## EXERCISE OBJECTIVE:
Every record below must be returned exactly as it was received.

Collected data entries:
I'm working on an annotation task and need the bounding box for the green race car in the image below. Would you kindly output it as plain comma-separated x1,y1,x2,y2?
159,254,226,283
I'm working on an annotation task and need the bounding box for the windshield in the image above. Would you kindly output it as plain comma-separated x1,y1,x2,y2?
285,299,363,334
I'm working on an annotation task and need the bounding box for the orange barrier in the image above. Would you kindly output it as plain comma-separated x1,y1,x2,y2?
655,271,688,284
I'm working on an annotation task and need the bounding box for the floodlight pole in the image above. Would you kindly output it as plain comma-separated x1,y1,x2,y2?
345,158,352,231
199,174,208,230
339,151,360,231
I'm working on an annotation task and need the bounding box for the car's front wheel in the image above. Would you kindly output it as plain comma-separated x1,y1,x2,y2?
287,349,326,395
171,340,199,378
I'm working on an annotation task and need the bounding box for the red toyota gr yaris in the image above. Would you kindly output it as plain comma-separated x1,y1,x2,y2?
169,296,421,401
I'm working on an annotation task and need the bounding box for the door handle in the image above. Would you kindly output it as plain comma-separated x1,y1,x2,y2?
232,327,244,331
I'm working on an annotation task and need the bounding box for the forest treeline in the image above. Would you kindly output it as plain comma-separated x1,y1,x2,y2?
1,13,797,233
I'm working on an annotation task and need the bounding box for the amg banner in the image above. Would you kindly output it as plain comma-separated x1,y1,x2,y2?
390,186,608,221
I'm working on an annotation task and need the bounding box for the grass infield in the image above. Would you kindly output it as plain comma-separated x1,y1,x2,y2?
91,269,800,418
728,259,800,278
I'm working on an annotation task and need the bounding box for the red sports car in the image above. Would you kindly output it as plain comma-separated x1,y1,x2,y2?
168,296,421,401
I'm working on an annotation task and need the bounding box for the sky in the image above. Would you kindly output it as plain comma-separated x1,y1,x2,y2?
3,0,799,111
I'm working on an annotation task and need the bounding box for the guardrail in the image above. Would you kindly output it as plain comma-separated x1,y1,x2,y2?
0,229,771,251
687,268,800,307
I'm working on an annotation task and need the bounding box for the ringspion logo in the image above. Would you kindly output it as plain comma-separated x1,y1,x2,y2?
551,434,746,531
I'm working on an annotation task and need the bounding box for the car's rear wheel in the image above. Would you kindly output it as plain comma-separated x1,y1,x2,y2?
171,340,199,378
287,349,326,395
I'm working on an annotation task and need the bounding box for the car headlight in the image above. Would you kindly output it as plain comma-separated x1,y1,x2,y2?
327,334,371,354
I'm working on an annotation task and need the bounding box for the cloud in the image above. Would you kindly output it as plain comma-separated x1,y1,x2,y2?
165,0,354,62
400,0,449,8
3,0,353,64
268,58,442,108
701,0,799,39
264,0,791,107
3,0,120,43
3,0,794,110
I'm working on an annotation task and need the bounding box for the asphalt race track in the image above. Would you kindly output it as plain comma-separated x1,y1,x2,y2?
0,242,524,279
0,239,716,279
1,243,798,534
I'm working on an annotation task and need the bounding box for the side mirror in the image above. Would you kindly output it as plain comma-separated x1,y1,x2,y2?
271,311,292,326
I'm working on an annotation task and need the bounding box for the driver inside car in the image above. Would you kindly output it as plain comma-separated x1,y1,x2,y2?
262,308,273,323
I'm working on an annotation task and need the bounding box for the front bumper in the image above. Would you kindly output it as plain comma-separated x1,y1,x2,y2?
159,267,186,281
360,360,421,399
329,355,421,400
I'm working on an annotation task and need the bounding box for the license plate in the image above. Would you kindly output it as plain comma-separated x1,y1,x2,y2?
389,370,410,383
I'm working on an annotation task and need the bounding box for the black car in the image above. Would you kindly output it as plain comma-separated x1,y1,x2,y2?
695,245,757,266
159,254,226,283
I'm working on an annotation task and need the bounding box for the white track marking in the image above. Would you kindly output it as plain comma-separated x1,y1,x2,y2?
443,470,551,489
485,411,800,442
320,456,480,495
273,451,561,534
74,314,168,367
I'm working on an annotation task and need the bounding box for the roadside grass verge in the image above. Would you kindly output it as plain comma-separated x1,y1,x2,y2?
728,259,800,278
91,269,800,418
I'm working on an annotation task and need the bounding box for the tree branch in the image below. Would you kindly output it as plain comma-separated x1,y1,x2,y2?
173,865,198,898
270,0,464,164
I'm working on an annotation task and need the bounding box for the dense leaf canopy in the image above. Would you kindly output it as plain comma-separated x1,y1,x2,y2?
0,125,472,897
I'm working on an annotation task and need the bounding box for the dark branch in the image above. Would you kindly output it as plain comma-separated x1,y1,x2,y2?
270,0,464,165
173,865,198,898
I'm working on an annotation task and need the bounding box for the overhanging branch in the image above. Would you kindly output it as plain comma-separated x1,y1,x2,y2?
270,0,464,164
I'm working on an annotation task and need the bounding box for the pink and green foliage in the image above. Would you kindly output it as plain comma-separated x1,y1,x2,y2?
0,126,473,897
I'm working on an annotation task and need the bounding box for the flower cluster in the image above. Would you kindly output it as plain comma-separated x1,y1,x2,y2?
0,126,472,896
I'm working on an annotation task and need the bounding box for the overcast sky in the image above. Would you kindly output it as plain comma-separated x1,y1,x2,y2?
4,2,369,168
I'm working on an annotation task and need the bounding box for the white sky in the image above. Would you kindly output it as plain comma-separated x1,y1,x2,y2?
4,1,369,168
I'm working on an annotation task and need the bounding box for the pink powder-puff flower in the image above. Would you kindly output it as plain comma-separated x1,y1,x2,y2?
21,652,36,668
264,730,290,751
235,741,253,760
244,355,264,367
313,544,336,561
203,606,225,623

## EXERCISE SOLUTION:
I'm working on an annotation task and need the bounding box for the green race car in the image below. Would you kindly output it as plain comma-separated x1,y1,x2,y2?
159,254,226,283
I'm working on an annotation task and need the bounding box for the windshield in the image above. Would you kindly output it as plain comma-separated x1,y1,x2,y2?
285,299,363,334
I'm working on an annotation task and need the bounding box for the orange barrier in the image above. Would you kindly output it as plain comma-separated x1,y1,x2,y2?
655,271,688,284
I'm working on an annotation task and need the bounding box for the floodlight pole in the image above. Would you kindly output it as plain comma-separated x1,y1,x2,y2?
345,158,352,231
199,174,208,230
339,151,360,231
I'm working on an annotation task and need the bounding box for the car's front wheel in the image above. Would you kindly output it as plain comma-separated x1,y1,x2,y2?
287,349,326,395
171,340,199,378
I'm working on an annotation task and need the bounding box for the red toyota gr yaris in the image above. Would you kindly output it as plain comma-separated x1,y1,x2,y2?
169,296,421,401
I'm working on an annotation task and need the bounding box for the door handle in the image above. Would you kindly output it as plain comma-separated x1,y1,x2,y2?
232,327,244,331
I'm working on an annotation task and need the bounding box for the forest treeline in the image above. Would you kindly output it as plain comma-separated x1,y1,x2,y2?
1,13,797,233
I'm working on an annotation task and need the bounding box for the amg banner in the image above. Would you kindly output it as plain comma-separated x1,y1,x2,y2?
390,186,608,221
I'm working on an annotation task and need the bounding box for the grass infield in the image above. Would you kindly output it as plain comma-separated x1,y1,x2,y2?
91,269,800,418
728,259,800,278
I'm working on an annotation task and need the bounding box for the red sports car in the image above. Would you kindly output it as plain comma-separated x1,y1,x2,y2?
168,296,421,401
I'm working on an annotation task and need the bounding box for the sky in the image above. Would you kindly output it as plain comma-separated x1,y1,x2,y2?
3,0,799,111
I'm working on an annotation task and need the bounding box for the guardrail in the image above. Would you kindly output it as plain comma-separated x1,y1,x2,y2?
0,229,771,251
687,268,800,307
I'm working on an annotation task and need the bounding box for the ringspion logo in the image above. Would you kindly output it as plain comma-separated x1,y1,x2,y2?
551,434,746,531
I'm working on an annotation task and need the bounding box for the car's rear wheel in the image above. Would you kindly output it as plain comma-separated x1,y1,x2,y2?
171,340,199,378
287,349,326,395
I'm working on an annotation task and need the bounding box for the car headlight in the image above. Would you kindly output it as plain comma-separated x1,y1,x2,y2?
327,334,371,354
I'm working on an annotation task and need the bounding box for the cloud in the image above. Would you kindly output it as plain comma-separated x1,y1,x2,y2?
165,0,354,62
400,0,449,8
3,0,353,64
268,58,442,108
701,0,799,39
264,0,791,107
3,0,120,43
3,0,794,110
I'm working on an annotation task and need the bounding box for the asphalt race track in the image above. Would you kindly output it as plain comma-separated x1,y1,x2,y2?
0,242,524,279
0,239,716,279
1,243,798,534
I'm working on an annotation task and need the bounding box for the side mirror in the image above. Would you kindly output it as plain comma-separated x1,y1,x2,y2?
271,311,292,326
I'm working on an annotation task and need the bounding box for the driver inside car in the image above. Would you kindly output it as plain comma-separated x1,y1,x2,y2?
262,308,273,323
I'm working on an annotation task and need the bounding box for the front bumper in the image above. Would you kindly output it as plain comma-separated x1,y1,x2,y2?
159,267,186,281
360,360,421,399
329,355,421,400
I'm working on an annotation task and need the bounding box for the license plate in the image above. Would you kindly output it as plain comma-separated x1,y1,x2,y2?
389,370,410,383
I'm working on an annotation task and need the bounding box for the black car in the image above. Would you kindly output it as plain comma-separated x1,y1,x2,y2?
695,245,757,266
159,254,226,283
I'm working on an annotation task and need the bounding box for the white track marking in the image above. Would you kindly output it as plain comma-separated x1,y1,x2,y2?
443,470,551,489
485,411,800,442
320,456,480,495
273,451,561,534
74,314,168,367
I'm working on an annotation task and need the bounding box for the roadside grass verge in the image above. Would you kindly output it as plain comma-separated x1,y1,x2,y2?
728,259,800,278
91,269,800,418
I'm working on an annotation task and need the bounding box for the tree branch in the image below. Would you kindly output it as plain comma-separated x1,y1,x2,y2?
173,865,198,898
270,0,464,164
I'm working on an annotation task and need the bounding box for the dense leaf canopy in the image above. Would you kindly output it as plain comma-separated x1,y1,x2,y2?
0,125,472,897
I'm working on an annotation task and need the bounding box for the dark branch in the image above. Would you kindly output it as plain comma-separated x1,y1,x2,y2?
270,0,464,165
173,865,198,898
I'm working on an annotation task and need the bounding box for the overhanging branch in the image above. Would you kindly output it as plain comma-separated x1,y1,x2,y2?
270,0,464,164
I'm working on an annotation task and need the bounding box for the pink and green foliage in the image above. Would you kindly output it as plain comma-separated x1,y1,x2,y2?
0,126,473,897
I'm working on an annotation task and need the bounding box for the flower cluster in the image above. Would you kindly output it as plain comma-separated x1,y1,x2,y2?
0,126,472,896
I'm working on an annotation task and need the bounding box for the overcast sky in the image above. Would you kindly output it as plain comma-separated x1,y1,x2,y2?
4,2,369,168
I'm working on an annotation task and need the bounding box for the white sky in the image above. Would you kindly output it as plain comma-separated x1,y1,x2,y2?
4,1,369,168
I'm working on an annotation task and need the bounding box for the pink powder-puff flower in the image above. Would you kindly output it as plain comma-separated x1,y1,x2,y2?
21,652,36,668
264,730,290,751
235,741,253,760
244,355,264,367
313,544,336,561
203,606,225,623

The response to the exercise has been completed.